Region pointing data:
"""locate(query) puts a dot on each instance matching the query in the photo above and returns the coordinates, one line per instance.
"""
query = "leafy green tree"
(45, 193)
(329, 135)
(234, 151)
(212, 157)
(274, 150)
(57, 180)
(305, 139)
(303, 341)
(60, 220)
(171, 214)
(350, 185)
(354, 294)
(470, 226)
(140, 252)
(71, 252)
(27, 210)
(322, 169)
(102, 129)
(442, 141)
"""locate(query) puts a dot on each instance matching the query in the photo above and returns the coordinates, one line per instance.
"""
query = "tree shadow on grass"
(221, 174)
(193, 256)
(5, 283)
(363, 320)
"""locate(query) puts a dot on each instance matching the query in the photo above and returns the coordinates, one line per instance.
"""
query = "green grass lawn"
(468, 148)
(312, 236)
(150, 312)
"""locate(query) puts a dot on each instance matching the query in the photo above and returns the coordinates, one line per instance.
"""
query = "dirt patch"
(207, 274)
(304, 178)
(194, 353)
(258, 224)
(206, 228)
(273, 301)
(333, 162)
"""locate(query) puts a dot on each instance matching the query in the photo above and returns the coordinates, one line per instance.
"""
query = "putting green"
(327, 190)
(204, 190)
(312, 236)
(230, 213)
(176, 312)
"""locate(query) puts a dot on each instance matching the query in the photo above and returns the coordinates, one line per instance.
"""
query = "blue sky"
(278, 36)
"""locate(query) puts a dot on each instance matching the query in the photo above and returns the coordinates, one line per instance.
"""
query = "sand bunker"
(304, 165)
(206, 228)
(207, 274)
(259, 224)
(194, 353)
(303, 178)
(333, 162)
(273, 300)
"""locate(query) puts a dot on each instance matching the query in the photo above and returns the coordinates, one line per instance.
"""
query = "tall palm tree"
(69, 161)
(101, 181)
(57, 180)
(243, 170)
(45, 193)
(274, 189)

** Requirement **
All records above are to be returned exactly as given.

** Response to this task **
"""locate(query) puts a dot on each instance matching the query in the photo above and returns the coordinates, one line per instance.
"""
query = "leafy green tree"
(45, 193)
(329, 135)
(234, 151)
(212, 157)
(274, 150)
(57, 180)
(305, 139)
(303, 341)
(60, 220)
(171, 214)
(350, 185)
(354, 294)
(470, 226)
(140, 252)
(71, 252)
(27, 210)
(322, 169)
(102, 129)
(442, 141)
"""locate(query) puts a dot on each instance matching the query in the photo above and returns the coordinates, one line per instance.
"""
query = "tree shadow on grass"
(221, 174)
(193, 256)
(5, 283)
(363, 320)
"""locate(query) puts a dot on each instance matching the query in the photo above and returns the coordinates, one line per instance.
"""
query = "green grass lawn"
(468, 148)
(312, 236)
(150, 312)
"""locate(query) puts a dot on each instance matching the query in the photo above and returns the coordinates, one line per instance.
"""
query = "dirt patch"
(207, 274)
(304, 178)
(194, 353)
(258, 224)
(206, 228)
(273, 301)
(333, 162)
"""locate(query) puts a dot on each instance matching the query in the photo above and returns the coordinates, one line per instance.
"""
query = "putting green"
(327, 190)
(204, 190)
(312, 236)
(230, 213)
(176, 312)
"""locate(query) puts a dot on each instance matching the query in the photo above and returns the coordinates, one line per instance.
"""
query = "blue sky"
(278, 36)
"""locate(query) puts a dot on each instance matching the query in the photo above and returns the coordinates, one line per instance.
"""
query = "sand bunker"
(304, 165)
(206, 228)
(207, 274)
(259, 224)
(194, 353)
(303, 178)
(333, 162)
(273, 300)
"""locate(query) puts a dot on each instance matching the query in the photo above and returns the coordinates, one line per instance.
"""
query = "tall palm tree"
(69, 161)
(101, 181)
(57, 180)
(243, 170)
(45, 193)
(274, 189)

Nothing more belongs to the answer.